● Work required
Pull out every line of the listing below that contains the string "spire", matching case exactly.

Dataset items
- - - - -
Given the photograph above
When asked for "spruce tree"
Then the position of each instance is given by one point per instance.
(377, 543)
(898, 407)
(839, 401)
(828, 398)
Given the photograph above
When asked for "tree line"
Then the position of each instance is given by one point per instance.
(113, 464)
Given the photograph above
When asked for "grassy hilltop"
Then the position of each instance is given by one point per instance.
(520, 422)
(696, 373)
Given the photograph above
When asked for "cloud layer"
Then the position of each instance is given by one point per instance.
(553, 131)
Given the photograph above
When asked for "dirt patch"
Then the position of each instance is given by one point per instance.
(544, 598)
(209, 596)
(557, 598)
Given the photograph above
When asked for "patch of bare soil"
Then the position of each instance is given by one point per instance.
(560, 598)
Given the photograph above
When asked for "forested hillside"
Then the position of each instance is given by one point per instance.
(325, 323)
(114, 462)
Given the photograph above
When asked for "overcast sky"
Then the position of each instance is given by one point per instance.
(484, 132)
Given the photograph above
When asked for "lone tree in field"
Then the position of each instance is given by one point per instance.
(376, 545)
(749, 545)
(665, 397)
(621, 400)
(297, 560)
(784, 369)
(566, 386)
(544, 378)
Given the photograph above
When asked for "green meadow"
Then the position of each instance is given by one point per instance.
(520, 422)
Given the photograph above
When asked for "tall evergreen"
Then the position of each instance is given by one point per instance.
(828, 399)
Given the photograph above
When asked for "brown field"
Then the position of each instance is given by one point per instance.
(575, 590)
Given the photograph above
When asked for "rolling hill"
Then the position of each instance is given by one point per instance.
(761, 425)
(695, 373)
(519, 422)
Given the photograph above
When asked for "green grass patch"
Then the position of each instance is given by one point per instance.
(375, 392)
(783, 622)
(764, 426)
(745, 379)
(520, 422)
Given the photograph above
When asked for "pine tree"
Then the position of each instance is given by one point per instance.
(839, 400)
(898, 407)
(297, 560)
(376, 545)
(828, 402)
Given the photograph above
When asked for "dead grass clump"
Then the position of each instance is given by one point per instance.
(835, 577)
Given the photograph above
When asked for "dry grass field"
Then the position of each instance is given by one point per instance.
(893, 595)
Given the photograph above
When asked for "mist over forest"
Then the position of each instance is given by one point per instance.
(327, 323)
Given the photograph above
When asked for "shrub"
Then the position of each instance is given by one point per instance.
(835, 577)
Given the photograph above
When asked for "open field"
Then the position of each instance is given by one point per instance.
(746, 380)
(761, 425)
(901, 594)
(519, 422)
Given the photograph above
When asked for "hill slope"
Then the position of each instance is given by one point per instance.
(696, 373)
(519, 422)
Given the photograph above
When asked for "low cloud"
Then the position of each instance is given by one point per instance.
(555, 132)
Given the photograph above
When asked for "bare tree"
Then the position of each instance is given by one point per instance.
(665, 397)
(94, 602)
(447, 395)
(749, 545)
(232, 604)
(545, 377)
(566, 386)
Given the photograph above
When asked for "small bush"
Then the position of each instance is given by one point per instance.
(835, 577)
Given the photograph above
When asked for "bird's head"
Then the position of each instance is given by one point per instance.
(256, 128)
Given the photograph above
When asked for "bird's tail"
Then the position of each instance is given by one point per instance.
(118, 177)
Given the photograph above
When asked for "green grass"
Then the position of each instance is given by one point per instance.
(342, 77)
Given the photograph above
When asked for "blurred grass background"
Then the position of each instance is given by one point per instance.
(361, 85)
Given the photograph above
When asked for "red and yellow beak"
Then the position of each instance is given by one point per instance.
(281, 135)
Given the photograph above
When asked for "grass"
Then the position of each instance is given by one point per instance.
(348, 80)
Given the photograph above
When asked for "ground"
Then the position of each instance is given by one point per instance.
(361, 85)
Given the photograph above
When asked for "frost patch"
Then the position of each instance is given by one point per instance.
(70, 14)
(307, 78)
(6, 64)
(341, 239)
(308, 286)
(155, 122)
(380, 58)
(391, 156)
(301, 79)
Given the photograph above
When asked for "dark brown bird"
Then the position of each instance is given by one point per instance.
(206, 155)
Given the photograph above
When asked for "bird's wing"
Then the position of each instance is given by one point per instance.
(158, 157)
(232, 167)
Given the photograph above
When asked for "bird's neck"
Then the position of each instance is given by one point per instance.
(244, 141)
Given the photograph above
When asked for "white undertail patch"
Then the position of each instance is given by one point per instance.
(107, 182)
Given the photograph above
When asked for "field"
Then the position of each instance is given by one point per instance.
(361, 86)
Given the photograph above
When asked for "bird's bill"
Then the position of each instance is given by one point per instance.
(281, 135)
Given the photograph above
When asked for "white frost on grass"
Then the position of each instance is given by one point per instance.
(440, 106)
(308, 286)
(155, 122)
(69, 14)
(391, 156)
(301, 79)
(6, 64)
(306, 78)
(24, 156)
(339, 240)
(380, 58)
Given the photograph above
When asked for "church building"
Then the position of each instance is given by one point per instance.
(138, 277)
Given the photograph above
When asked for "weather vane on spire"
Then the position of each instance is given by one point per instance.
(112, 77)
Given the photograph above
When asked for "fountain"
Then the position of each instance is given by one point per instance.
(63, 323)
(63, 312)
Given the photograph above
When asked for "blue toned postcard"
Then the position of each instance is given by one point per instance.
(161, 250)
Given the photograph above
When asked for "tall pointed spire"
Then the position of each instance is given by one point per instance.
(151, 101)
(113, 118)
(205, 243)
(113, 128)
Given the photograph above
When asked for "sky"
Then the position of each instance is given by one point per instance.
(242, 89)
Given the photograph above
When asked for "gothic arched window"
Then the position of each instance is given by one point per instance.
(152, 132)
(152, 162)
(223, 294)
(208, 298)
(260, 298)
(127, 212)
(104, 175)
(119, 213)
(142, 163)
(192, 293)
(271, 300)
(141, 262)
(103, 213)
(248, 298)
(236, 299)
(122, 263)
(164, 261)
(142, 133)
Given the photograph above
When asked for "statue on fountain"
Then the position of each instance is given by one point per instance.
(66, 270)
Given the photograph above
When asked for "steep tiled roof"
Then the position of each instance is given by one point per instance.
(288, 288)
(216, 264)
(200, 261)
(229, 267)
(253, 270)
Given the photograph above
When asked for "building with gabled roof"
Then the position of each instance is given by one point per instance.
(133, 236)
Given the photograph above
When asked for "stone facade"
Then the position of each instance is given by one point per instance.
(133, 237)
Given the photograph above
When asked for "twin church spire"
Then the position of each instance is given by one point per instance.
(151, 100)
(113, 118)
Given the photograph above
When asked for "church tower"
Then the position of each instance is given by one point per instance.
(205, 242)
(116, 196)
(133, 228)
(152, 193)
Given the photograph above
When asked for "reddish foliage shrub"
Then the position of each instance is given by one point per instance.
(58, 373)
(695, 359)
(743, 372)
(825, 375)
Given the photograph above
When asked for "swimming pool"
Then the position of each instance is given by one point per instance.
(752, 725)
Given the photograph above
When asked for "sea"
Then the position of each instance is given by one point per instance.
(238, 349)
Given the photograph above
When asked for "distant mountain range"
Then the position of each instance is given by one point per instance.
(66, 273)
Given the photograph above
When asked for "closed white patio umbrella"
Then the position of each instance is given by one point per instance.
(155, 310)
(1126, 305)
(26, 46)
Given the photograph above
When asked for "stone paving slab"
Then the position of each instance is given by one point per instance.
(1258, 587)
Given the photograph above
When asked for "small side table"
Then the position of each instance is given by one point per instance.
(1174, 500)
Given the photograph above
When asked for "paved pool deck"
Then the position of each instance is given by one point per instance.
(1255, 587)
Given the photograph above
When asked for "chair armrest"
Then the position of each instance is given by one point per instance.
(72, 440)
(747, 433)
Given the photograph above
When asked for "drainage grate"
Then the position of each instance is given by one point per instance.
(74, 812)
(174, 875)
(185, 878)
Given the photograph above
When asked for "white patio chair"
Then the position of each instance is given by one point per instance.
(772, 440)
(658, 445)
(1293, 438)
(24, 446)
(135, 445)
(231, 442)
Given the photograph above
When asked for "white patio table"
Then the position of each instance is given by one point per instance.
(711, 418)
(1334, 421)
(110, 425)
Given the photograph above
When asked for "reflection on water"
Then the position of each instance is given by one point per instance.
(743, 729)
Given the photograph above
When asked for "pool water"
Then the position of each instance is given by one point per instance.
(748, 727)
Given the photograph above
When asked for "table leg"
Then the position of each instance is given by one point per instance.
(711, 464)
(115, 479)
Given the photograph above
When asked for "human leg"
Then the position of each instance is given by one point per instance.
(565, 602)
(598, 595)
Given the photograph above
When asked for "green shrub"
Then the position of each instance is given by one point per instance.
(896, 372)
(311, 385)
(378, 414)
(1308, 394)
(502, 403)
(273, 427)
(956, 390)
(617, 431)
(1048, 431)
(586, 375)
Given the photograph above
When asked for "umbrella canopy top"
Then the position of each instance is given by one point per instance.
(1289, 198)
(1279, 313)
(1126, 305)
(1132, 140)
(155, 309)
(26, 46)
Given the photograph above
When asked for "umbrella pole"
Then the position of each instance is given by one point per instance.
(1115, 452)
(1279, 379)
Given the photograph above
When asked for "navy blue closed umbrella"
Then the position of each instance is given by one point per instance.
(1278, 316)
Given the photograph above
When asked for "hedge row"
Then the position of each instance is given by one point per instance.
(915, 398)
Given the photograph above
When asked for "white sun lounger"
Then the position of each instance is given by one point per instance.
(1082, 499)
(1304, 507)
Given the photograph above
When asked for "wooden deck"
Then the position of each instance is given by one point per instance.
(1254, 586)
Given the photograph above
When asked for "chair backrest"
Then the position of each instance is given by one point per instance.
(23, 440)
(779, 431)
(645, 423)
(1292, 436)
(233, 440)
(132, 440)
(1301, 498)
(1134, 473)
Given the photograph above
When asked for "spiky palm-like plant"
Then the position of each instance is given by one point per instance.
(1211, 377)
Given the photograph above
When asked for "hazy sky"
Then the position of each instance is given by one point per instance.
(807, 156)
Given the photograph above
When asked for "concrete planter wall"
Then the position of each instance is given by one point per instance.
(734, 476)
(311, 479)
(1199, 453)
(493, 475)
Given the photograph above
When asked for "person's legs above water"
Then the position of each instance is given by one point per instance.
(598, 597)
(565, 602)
- - - - -
● Result
When asked for "weather vane on spire"
When asked for "tall pointed spire"
When asked for "twin church spire"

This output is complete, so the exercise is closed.